**Source passage**
------------

Radiotherapy has a well-established role in the management of thoracic neoplasms (1). However, the lung is a radiosensitive organ, and radiation-induced lung injury (RILI), consisting of radiation-induced pneumonitis (RP) and pulmonary fibrosis (RPF), severely limits the efficacy of radiotherapy and impairs the quality of life of cancer patients, making it a paramount concern for radiation oncologists (2). A variety of factors may affect the risk of RILI, such as the radiation technique used, the volume of normal lung irradiated, dose fractionation regimen, and concurrent chemotherapy (1). From published data to date, the incidence of symptomatic RP is highest for lung cancer (5–50%), followed by mediastinal lymphatics (5–10%) and breast cancer (1–5%) (3, 4); the reported incidence of RPF is in the range of 1–51% in patients receiving thoracic radiotherapy (5–7) and 70–80% in high-dose regions (8).

Regulatory T cells (Tregs), a subset of CD4+ T cells, have long been recognized as essential regulators of inflammation and autoimmunity (9). Recently, Tregs have emerged as a key player in the suppression of antitumor immunity (10). The combination of radiotherapy and Treg-targeting immunotherapy has garnered interest as a promising strategy to reverse immunosuppression, albeit it may also carry potential risks of inducing treatment-related toxicities (11). Meanwhile, recent studies have expanded our understanding on how Tregs modulate fibrogenesis. Intriguingly, Tregs have been shown to be both a friend and a foe of fibrosis; depending on disease stages and their interplay with other immune cells, Tregs may exert anti- or pro-fibrotic effects (12–15). Notably, growing evidence highlights the involvement of Tregs in RPF (16–23), raising the important question of whether radiotherapy combined with Treg-targeting immunotherapy offers any beneficial effects in the protection of normal lung tissue.

In this review, we summarize the current knowledge on the contributions of Tregs to RILI, with particular emphasis on the suspected differential roles of Tregs in the pneumonitic phase and fibrotic phase of RILI. The ultimate goal is to evaluate whether Tregs hold promise as a potential target for immunotherapeutic interventions for RILI.

RILI: A Disturbed Balance Between Inflammation and Tissue Repair

RILI can be generally divided into two distinct, yet tightly connected phases. One is an acute pneumonitic phase, termed RP, which manifests with dyspnea, non-productive cough, and fever within the first 6 months of radiotherapy (1). The second is RPF, a late, irreversible phase (>1 year following therapy) characterized by fibroblast activation, extracellular matrix (ECM) accumulation, and aberrant tissue remodeling (1). Patients with RPF may present with symptoms including dyspnea and respiratory insufficiency (24).

------------

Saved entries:
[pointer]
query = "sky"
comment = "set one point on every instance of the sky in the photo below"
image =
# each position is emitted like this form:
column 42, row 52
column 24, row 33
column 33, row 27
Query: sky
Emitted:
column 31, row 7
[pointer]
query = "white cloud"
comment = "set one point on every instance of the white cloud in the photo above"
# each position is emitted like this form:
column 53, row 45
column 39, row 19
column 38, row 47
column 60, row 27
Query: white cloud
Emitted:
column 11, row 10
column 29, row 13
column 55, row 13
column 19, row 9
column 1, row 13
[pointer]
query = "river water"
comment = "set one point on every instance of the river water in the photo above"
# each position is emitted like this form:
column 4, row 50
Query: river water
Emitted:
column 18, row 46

------------

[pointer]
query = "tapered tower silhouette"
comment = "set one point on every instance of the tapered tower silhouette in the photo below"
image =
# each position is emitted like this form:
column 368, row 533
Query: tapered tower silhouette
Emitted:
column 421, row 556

------------

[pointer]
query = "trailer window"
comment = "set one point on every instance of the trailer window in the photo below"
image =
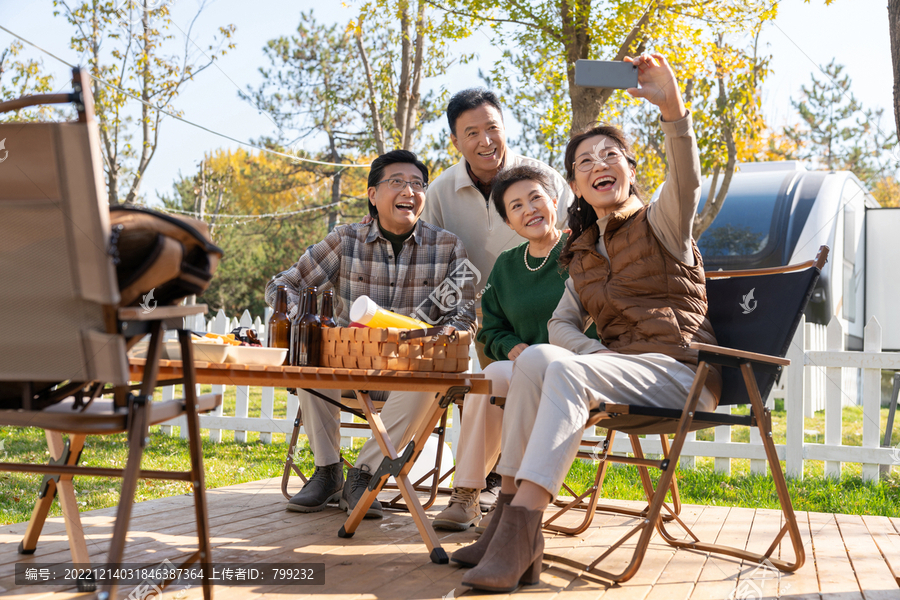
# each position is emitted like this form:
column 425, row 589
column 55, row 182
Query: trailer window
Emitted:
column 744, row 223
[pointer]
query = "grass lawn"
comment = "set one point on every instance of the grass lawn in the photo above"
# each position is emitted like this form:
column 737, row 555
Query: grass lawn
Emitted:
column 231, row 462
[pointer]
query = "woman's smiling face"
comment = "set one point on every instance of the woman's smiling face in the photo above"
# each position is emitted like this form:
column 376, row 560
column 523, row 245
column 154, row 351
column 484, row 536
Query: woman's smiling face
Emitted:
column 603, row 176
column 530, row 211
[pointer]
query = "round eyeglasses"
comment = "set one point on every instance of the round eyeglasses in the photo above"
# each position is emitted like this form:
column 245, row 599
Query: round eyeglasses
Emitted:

------------

**Tasks for this exercise**
A - Say whether each statement below agrees with the passage on radiation-induced lung injury. Answer yes or no for each, and quote the deciding words of the passage exactly.
(i) Radiation-induced pneumonitis appears more than a year after radiotherapy.
(ii) Tregs are a subset of CD4+ T cells.
(iii) Among the cancers listed, the reported incidence of symptomatic radiation-induced pneumonitis is highest for breast cancer.
B - Rewrite part of the passage on radiation-induced lung injury, beginning at the words "RILI can be" and stopping after "respiratory insufficiency (24).". Put "permanent" in place of "irreversible".
C - Write the next part of the passage on radiation-induced lung injury, continuing from where it stops.

**Answer section**
A -
(i) No: "which manifests with dyspnea, non-productive cough, and fever within the first 6 months of radiotherapy"
(ii) Yes: "Regulatory T cells (Tregs), a subset of CD4+ T cells"
(iii) No: "the incidence of symptomatic RP is highest for lung cancer (5–50%)"

B -
RILI can be generally divided into two distinct, yet tightly connected phases. One is an acute pneumonitic phase, termed RP, which manifests with dyspnea, non-productive cough, and fever within the first 6 months of radiotherapy (1). The second is RPF, a late, permanent phase (>1 year following therapy) characterized by fibroblast activation, extracellular matrix (ECM) accumulation, and aberrant tissue remodeling (1). Patients with RPF may present with symptoms including dyspnea and respiratory insufficiency (24).

C -
Radiation-induced damage to the resident cells (e.g., epithelial and endothelial cells) triggers a cascade of molecular events, including reactive oxygen species production and DNA damage, which results in an early immune response aimed at initiating tissue repair (20). The subsequent release of damage-associated molecular patterns (DAMPs) induces secretion of pro-inflammatory mediators such as interleukin (IL)−1 and tumor necrosis factor-α (TNF-α) through the activation of the nuclear factor kappa-B (NF-κB) signaling pathway (25), allowing activation of resident immune cells and recruitment of inflammatory cells (26), which, in turn, amplifies the ongoing inflammatory response (2, 26). Notably, accumulating evidence has pointed to the involvement of lymphocytes in radiation-induced early lung inflammation (17, 22, 27). For example, Cappuccini et al. described elevated levels of Th17-associated cytokines (e.g., IL-17 and IL-23) in the bronchoalveolar lavage fluid of irradiated mice at 21 days post thorax irradiation with 15 Gy (22), suggesting the contribution of pro-inflammatory Th17 responses to the development of RILI. Current treatment options for RP primarily focus on the control of excessive inflammatory responses with glucocorticoids, potent anti-inflammatory agents that are known to inhibit the expression of pro-inflammatory cytokines and abrogate the activity of NF- κB (28, 29).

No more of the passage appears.